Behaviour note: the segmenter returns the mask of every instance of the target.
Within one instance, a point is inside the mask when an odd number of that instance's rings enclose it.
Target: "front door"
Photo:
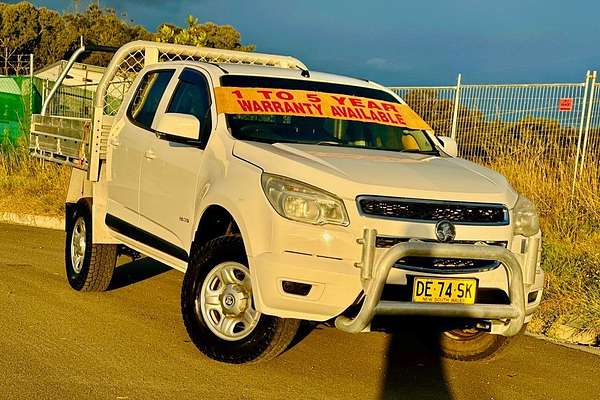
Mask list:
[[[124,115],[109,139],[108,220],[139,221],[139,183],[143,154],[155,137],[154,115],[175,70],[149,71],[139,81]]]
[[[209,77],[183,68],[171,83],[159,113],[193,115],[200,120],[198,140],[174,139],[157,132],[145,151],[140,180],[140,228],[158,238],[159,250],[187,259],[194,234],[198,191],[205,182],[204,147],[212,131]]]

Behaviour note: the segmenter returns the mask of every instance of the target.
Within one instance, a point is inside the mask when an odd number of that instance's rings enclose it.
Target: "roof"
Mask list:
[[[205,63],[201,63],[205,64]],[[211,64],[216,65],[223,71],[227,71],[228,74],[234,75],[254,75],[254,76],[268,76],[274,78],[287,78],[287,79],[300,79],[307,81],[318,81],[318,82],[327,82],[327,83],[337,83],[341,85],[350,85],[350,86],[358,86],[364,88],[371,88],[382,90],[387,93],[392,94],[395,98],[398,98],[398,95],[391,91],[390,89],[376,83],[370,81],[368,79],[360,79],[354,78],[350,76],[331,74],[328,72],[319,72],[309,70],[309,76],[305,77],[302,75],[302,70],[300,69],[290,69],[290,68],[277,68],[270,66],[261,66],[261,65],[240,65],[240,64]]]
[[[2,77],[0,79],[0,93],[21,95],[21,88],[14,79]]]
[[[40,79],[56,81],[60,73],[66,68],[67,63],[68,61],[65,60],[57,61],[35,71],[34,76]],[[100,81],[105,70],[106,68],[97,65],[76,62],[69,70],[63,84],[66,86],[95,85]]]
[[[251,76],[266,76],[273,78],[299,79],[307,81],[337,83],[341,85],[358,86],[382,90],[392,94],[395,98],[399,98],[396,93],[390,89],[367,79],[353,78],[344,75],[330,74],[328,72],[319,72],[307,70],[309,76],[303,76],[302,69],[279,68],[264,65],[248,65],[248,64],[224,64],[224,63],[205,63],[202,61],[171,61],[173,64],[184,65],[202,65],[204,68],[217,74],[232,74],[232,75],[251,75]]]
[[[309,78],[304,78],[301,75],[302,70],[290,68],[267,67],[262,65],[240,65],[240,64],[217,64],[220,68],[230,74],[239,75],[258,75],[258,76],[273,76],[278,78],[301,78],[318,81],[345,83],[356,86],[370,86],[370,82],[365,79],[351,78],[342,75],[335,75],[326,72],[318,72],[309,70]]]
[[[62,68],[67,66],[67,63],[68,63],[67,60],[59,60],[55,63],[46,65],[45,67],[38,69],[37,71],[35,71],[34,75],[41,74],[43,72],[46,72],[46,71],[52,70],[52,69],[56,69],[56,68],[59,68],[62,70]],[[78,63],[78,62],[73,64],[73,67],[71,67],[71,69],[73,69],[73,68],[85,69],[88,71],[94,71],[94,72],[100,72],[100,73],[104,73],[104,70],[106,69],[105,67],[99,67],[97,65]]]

---

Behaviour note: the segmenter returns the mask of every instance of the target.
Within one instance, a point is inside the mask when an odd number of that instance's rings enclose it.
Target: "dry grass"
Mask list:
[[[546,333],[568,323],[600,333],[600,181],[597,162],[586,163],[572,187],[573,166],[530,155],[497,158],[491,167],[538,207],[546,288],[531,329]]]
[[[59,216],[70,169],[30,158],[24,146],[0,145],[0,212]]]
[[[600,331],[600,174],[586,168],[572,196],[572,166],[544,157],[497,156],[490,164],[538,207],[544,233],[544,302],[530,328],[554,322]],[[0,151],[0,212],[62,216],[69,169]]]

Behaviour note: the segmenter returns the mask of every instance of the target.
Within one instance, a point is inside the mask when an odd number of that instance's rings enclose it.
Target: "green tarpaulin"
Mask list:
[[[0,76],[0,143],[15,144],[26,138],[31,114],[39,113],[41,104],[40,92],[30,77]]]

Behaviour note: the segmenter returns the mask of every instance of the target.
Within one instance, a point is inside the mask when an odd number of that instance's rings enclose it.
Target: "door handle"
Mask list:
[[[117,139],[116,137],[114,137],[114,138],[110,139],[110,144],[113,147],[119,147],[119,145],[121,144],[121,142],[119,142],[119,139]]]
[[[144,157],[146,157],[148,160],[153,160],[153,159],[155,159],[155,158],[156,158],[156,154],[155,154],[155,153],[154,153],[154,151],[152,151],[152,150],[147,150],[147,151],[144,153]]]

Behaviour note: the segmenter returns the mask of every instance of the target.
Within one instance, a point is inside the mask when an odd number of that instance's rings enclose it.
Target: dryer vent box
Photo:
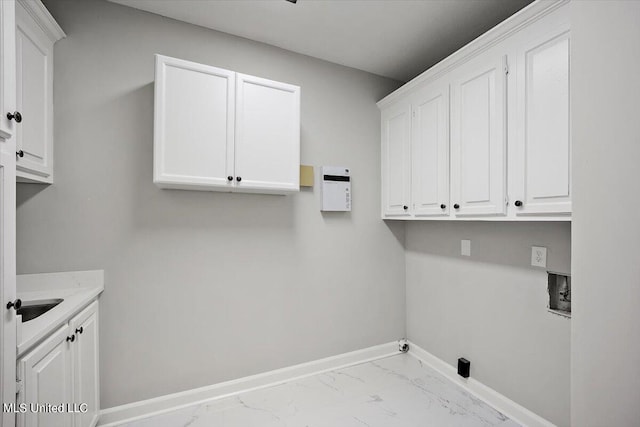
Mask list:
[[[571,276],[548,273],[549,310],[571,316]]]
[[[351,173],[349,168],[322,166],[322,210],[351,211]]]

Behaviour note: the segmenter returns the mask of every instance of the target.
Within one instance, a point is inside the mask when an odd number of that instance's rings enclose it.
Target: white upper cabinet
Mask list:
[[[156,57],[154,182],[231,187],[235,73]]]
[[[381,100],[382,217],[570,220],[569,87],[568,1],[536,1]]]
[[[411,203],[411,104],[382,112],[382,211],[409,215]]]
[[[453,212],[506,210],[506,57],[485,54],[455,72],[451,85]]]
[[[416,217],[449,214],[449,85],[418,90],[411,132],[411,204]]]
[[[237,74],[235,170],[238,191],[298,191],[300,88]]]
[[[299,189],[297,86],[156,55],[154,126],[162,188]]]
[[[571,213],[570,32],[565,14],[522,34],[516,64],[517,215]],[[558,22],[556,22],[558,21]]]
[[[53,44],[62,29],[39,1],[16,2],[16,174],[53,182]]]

● Activity
How many of the lines in the listing hold "door"? Only the number should be given.

● Reply to the task
2